Segment Start: Dataset extract

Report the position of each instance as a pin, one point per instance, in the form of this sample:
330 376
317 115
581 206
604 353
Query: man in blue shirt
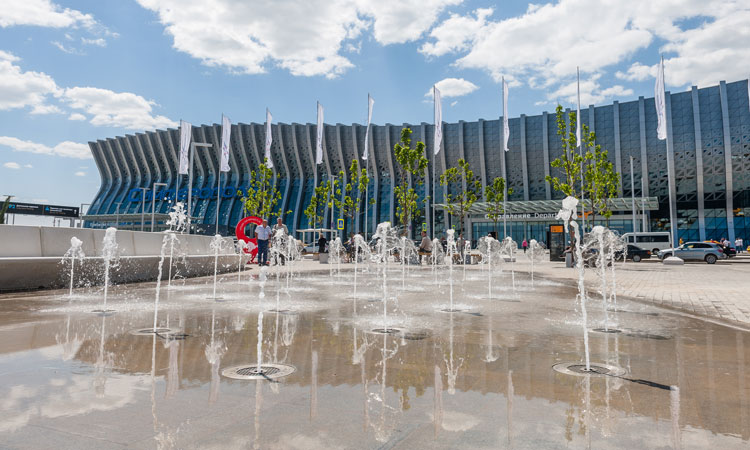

Segment End: Dataset extract

### Problem statement
Return the full material word for word. Do not include the pictures.

### Written answer
Report the position of each instance as a pin, one point per instance, in the form of this sample:
330 376
317 115
581 206
604 353
Query: man in blue shirt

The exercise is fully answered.